++++ Provided material
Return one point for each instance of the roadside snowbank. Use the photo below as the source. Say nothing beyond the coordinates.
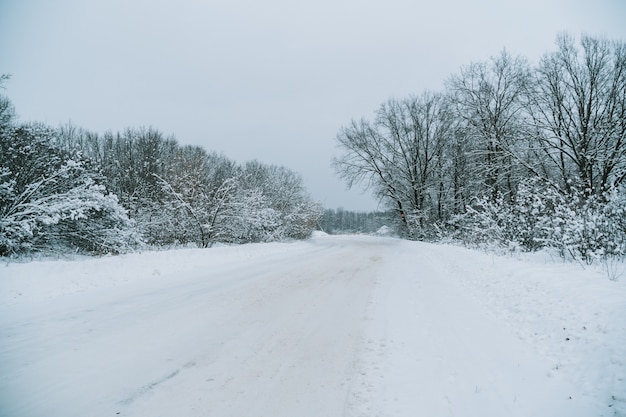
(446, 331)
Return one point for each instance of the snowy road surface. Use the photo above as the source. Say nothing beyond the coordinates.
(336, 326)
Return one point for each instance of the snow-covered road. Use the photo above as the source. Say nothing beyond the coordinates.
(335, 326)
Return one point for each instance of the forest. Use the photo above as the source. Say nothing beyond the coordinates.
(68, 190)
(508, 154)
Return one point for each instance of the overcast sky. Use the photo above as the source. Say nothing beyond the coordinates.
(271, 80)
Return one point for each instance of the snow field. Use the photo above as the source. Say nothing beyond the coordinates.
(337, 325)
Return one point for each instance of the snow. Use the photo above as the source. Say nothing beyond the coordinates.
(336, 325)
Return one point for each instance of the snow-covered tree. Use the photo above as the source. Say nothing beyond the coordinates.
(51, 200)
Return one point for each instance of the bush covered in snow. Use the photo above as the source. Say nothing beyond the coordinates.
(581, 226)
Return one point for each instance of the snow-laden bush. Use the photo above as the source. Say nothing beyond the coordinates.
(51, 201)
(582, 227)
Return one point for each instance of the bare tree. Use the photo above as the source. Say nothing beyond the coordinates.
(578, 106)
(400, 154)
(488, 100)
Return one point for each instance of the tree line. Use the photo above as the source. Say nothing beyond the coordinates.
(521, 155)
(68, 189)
++++++++
++++ Provided material
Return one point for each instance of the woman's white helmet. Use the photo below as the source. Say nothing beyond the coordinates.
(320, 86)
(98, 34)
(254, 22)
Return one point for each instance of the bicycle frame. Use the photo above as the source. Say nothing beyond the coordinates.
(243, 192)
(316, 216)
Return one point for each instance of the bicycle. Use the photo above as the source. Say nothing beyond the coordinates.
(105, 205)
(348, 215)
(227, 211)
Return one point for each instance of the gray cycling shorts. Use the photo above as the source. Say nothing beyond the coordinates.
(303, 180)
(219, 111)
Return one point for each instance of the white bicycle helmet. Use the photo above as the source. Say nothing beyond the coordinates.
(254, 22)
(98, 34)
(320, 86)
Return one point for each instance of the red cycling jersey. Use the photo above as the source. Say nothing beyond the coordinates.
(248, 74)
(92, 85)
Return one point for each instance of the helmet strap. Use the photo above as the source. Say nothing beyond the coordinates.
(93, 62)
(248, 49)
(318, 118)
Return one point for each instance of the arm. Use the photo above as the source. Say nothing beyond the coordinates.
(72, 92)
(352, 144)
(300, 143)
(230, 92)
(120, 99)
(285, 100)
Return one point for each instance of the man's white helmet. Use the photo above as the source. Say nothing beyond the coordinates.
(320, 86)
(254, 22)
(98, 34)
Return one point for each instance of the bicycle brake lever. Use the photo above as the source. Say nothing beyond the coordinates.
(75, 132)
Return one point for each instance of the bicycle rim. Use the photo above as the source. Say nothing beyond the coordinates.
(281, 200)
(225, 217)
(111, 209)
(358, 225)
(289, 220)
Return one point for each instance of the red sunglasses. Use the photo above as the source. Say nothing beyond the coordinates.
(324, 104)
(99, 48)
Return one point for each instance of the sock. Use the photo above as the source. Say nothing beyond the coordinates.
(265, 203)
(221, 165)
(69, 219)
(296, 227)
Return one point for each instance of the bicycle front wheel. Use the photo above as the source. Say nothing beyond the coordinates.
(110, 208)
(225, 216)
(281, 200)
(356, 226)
++++++++
++++ Provided material
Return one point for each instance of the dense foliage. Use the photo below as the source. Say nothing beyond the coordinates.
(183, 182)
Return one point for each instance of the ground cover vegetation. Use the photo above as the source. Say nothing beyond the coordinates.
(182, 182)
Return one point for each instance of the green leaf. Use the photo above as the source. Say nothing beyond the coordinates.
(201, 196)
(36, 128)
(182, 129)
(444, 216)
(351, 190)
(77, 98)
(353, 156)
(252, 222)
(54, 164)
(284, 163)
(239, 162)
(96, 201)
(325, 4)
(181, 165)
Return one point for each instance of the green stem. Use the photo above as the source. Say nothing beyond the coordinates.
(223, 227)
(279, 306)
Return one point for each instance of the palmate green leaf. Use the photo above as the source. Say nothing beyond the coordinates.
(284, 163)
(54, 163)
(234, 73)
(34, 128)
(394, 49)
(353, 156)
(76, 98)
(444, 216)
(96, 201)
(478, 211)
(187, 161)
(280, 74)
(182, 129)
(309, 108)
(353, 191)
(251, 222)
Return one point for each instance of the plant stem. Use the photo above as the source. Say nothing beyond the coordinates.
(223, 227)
++++++++
Task description
Show every line of the data above that contains the string "green".

Task answer
Return one point for each instance of the green leaf. Use the photo above as the source. Say nothing beyond the coordinates.
Return one point for each instance of the green stem. Use the photo above as the source. Say nothing beyond the coordinates.
Return one point for each instance of the palmate green leaf. Use the photo above as the source. Say nothing beyond the coordinates.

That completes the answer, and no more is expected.